(Image-grounded pointing data)
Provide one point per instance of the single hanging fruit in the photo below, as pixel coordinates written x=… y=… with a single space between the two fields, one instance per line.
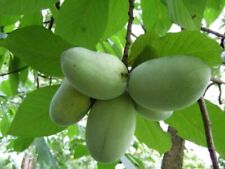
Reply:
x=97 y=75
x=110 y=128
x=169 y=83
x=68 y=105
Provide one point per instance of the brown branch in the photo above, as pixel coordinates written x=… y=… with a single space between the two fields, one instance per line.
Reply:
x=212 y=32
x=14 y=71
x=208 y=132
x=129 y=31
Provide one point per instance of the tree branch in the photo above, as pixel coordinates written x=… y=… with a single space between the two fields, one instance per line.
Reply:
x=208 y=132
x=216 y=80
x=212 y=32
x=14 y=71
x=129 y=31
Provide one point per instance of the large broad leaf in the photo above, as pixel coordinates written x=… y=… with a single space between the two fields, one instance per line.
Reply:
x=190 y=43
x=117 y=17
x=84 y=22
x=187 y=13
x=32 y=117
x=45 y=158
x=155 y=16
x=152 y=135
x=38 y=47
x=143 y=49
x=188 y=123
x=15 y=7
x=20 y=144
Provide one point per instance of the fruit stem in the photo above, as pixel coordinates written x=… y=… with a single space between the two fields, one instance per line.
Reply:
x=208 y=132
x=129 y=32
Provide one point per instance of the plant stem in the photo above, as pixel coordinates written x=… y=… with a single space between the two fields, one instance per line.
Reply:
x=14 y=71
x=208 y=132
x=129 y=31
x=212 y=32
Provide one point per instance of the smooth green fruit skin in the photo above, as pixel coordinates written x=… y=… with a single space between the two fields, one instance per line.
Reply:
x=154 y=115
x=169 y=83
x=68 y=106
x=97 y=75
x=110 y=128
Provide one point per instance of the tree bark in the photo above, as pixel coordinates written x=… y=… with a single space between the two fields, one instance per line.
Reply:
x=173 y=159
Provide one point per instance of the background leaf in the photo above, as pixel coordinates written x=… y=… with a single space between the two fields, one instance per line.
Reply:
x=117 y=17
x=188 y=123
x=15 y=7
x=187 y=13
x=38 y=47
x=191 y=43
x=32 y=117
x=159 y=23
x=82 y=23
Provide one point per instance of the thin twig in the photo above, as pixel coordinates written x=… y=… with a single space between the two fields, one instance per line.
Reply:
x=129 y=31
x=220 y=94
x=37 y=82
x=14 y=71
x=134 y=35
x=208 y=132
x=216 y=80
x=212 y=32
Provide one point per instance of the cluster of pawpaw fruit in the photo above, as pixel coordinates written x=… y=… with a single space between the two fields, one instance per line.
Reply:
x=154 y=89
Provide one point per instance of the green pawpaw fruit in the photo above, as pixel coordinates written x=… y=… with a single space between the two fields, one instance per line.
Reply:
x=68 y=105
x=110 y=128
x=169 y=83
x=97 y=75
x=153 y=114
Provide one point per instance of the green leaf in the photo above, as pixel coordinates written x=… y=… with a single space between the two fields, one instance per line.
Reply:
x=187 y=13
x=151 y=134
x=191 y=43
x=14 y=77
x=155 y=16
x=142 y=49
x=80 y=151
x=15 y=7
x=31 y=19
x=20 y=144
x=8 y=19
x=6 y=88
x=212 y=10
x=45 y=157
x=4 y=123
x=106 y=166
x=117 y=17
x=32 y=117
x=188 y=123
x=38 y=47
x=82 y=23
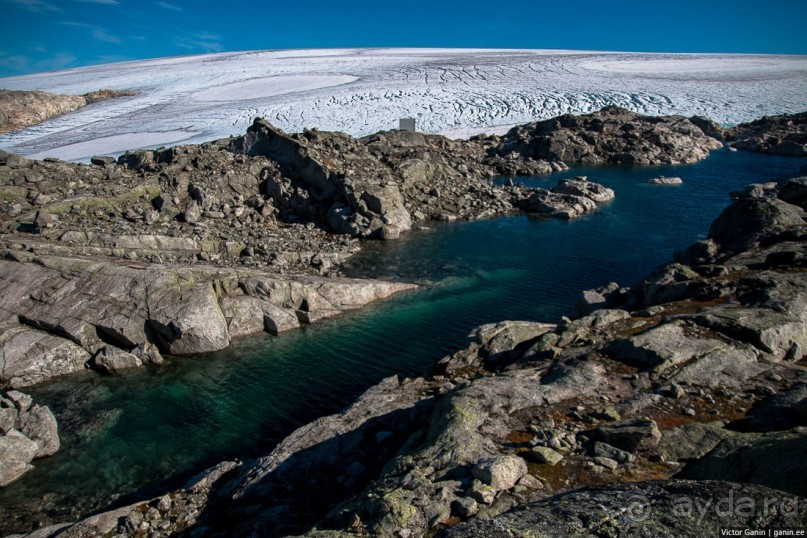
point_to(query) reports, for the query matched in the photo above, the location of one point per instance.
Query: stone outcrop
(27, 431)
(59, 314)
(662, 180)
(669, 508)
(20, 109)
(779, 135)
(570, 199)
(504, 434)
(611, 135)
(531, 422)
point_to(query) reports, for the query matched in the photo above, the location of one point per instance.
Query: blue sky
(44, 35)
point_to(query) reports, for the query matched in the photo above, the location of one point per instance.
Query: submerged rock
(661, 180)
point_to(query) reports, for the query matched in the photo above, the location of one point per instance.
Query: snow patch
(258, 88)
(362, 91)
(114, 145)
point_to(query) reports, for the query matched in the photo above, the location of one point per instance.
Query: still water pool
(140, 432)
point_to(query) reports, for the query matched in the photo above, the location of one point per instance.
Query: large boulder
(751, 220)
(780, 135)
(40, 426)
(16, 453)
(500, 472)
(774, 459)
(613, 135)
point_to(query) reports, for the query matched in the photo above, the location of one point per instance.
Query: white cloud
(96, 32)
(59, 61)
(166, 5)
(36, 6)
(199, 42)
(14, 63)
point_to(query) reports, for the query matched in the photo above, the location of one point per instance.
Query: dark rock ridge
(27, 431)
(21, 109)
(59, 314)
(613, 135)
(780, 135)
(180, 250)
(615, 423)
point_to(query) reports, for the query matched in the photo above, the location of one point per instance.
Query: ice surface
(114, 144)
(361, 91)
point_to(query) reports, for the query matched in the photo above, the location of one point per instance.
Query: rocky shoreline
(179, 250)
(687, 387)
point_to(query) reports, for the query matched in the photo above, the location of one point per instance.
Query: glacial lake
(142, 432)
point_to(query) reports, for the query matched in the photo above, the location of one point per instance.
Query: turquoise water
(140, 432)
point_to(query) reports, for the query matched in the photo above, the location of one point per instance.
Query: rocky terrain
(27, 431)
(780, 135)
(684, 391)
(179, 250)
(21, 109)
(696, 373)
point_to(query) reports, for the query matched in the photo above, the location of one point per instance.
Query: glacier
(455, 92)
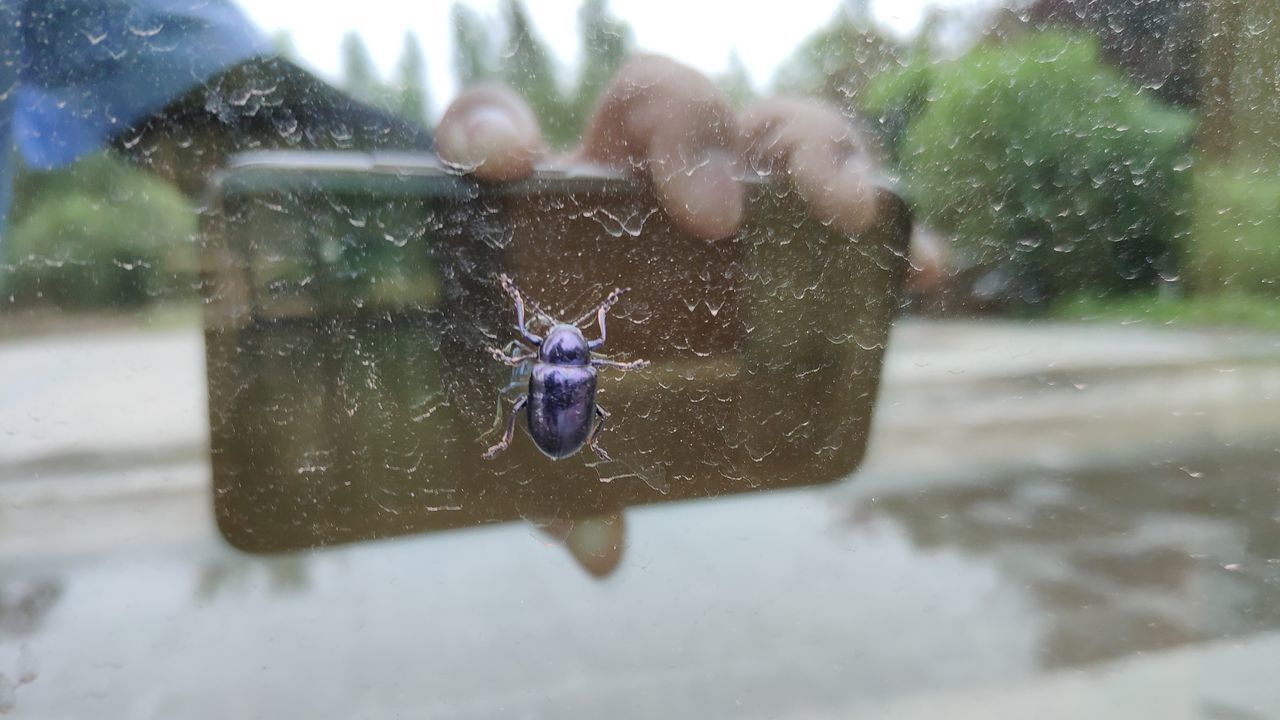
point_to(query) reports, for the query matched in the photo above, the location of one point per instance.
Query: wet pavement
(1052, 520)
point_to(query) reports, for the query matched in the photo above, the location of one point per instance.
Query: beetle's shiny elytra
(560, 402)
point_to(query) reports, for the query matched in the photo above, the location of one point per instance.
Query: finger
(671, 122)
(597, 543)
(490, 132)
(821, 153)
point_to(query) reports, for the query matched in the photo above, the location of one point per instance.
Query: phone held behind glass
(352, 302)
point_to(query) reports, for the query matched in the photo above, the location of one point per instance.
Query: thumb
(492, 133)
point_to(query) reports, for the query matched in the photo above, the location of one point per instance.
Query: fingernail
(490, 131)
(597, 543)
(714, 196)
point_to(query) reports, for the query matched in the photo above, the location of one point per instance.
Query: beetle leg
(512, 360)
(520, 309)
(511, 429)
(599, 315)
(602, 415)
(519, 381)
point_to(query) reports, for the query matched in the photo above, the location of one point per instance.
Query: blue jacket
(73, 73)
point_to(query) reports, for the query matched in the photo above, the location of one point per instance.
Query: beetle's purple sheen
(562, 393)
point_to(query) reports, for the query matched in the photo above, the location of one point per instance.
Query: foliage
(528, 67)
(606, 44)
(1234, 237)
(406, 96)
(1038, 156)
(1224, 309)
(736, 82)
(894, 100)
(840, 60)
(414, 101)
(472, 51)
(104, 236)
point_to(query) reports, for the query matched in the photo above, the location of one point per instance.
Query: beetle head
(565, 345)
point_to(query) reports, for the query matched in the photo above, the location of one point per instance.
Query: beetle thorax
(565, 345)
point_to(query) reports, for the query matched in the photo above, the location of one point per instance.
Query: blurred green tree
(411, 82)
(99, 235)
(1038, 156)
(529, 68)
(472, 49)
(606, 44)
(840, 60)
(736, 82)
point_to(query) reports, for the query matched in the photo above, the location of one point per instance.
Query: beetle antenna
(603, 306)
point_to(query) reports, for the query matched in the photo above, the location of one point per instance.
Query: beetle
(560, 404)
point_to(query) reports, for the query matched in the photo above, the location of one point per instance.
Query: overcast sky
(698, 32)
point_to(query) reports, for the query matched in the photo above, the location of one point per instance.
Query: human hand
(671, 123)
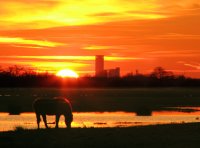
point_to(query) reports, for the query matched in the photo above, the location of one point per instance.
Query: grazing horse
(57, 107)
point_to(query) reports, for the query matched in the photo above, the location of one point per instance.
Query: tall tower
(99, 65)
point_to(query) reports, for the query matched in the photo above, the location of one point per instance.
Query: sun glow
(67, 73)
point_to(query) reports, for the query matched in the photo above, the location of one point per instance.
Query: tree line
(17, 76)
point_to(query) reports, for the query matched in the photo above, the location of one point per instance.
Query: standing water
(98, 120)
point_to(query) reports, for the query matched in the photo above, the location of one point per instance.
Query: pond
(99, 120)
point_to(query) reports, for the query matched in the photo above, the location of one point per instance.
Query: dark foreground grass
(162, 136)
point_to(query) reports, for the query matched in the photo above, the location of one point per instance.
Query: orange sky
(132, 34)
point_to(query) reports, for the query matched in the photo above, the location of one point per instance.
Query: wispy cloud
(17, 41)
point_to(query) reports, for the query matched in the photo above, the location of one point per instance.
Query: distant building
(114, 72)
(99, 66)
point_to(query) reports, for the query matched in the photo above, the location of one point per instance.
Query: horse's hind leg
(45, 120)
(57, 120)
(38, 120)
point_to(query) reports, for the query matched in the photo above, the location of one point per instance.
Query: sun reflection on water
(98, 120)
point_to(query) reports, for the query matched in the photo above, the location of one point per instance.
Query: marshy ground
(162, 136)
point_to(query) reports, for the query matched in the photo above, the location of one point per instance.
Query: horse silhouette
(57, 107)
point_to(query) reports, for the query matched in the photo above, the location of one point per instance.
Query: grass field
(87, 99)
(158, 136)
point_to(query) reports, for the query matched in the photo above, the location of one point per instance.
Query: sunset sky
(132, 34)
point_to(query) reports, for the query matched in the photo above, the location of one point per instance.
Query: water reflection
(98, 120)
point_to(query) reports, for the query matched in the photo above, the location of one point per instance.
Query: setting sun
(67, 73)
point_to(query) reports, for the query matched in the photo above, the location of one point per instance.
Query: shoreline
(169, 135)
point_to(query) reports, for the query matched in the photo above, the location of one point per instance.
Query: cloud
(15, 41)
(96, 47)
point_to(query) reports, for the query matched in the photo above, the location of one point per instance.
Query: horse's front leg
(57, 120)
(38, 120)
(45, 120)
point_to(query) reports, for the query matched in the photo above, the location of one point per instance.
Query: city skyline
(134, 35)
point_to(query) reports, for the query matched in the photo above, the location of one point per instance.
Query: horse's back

# EXERCISE INSTRUCTIONS
Please report all lines in the entries where "branch" appears.

# EXERCISE ANSWER
Provide one point per instance of the brown branch in the photo above, as pixel coordinates written x=… y=… with a single space between the two fields, one instance per line.
Provide one point per instance of the tree branch in the photo above, as pixel coordinates written x=… y=… with a single space between the two fields, one instance per line.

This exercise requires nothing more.